═══ Data to use ═══
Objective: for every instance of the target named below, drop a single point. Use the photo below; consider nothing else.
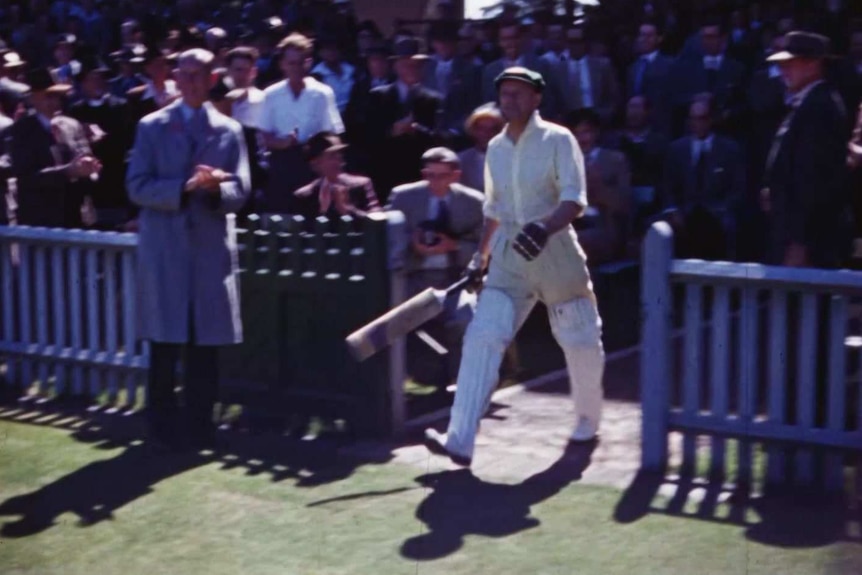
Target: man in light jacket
(188, 171)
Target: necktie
(640, 74)
(443, 216)
(197, 129)
(700, 170)
(779, 135)
(711, 79)
(325, 196)
(443, 78)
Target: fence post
(397, 249)
(657, 305)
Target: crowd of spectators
(673, 103)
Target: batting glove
(476, 272)
(531, 241)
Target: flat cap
(524, 75)
(441, 155)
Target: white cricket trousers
(559, 278)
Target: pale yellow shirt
(525, 182)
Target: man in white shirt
(242, 70)
(294, 110)
(534, 189)
(335, 72)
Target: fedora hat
(409, 48)
(321, 143)
(42, 80)
(93, 64)
(806, 45)
(10, 60)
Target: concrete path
(528, 427)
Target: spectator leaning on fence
(334, 193)
(188, 170)
(806, 180)
(443, 222)
(51, 159)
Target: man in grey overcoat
(188, 171)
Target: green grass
(146, 515)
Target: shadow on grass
(95, 491)
(460, 504)
(785, 518)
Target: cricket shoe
(436, 443)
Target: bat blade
(396, 323)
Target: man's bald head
(194, 76)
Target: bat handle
(459, 285)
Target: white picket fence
(68, 314)
(738, 375)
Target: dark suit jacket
(462, 93)
(46, 196)
(396, 160)
(360, 195)
(113, 118)
(690, 78)
(356, 123)
(808, 180)
(767, 109)
(655, 85)
(724, 179)
(121, 85)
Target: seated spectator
(455, 78)
(126, 61)
(376, 73)
(443, 224)
(334, 193)
(644, 148)
(715, 73)
(704, 178)
(483, 124)
(247, 106)
(603, 231)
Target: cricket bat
(400, 320)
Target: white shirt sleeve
(571, 174)
(267, 114)
(490, 205)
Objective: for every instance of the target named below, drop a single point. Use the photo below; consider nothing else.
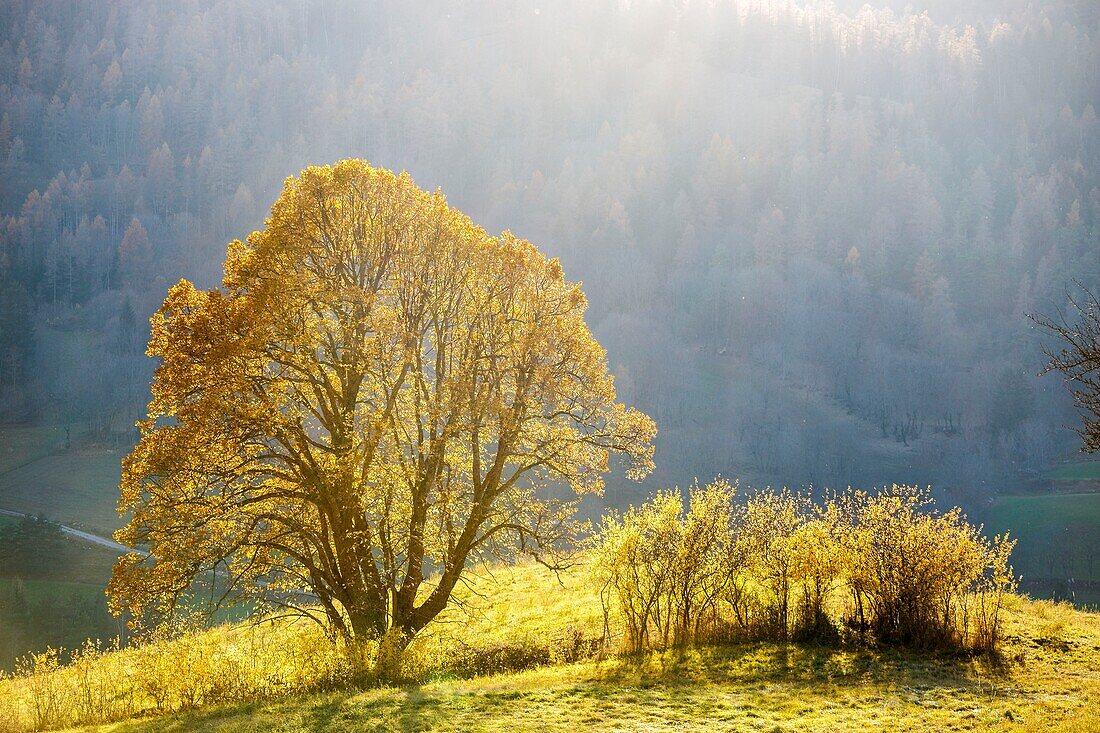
═══
_Exercise goal:_ Output nothing but the entries above, exactly, once the pictures are removed.

_Your response:_
Objective: for every instance of the target named below, drop a single point. Use the photo below; consider nothing else.
Target: man in light jacket
(188, 171)
Target: necktie
(640, 74)
(443, 216)
(197, 129)
(700, 170)
(779, 135)
(711, 79)
(325, 196)
(443, 78)
Target: fence post
(397, 249)
(657, 305)
Target: crowd of spectators
(673, 103)
Target: batting glove
(476, 272)
(531, 241)
Target: flat cap
(524, 75)
(441, 155)
Target: white cricket trousers
(559, 278)
Target: pale yellow shirt
(525, 182)
Target: man in white shirt
(242, 70)
(294, 110)
(534, 189)
(335, 72)
Target: fedora hat
(409, 48)
(321, 143)
(42, 80)
(93, 64)
(806, 45)
(10, 60)
Target: concrete path
(528, 427)
Target: spectator leaning on fence
(334, 193)
(188, 170)
(806, 180)
(443, 222)
(51, 159)
Target: man in grey overcoat
(188, 171)
Target: green grass
(146, 515)
Target: shadow on grass
(95, 491)
(460, 504)
(785, 518)
Target: cricket shoe
(436, 443)
Target: bat blade
(396, 323)
Target: man's bald head
(194, 76)
Target: bat handle
(459, 285)
Target: white picket fence
(68, 314)
(738, 375)
Target: dark suit jacket
(462, 93)
(46, 196)
(396, 160)
(360, 195)
(113, 118)
(690, 78)
(356, 123)
(808, 180)
(767, 109)
(655, 85)
(724, 179)
(121, 85)
Target: seated spectator
(455, 78)
(126, 61)
(376, 73)
(443, 224)
(334, 193)
(644, 148)
(715, 73)
(704, 178)
(483, 124)
(247, 106)
(603, 231)
Target: cricket bat
(400, 320)
Target: white shirt sleeve
(571, 174)
(267, 114)
(490, 205)
Objective: for every instance of the target named below, drop a single point. Use the photo below; consider nothing else.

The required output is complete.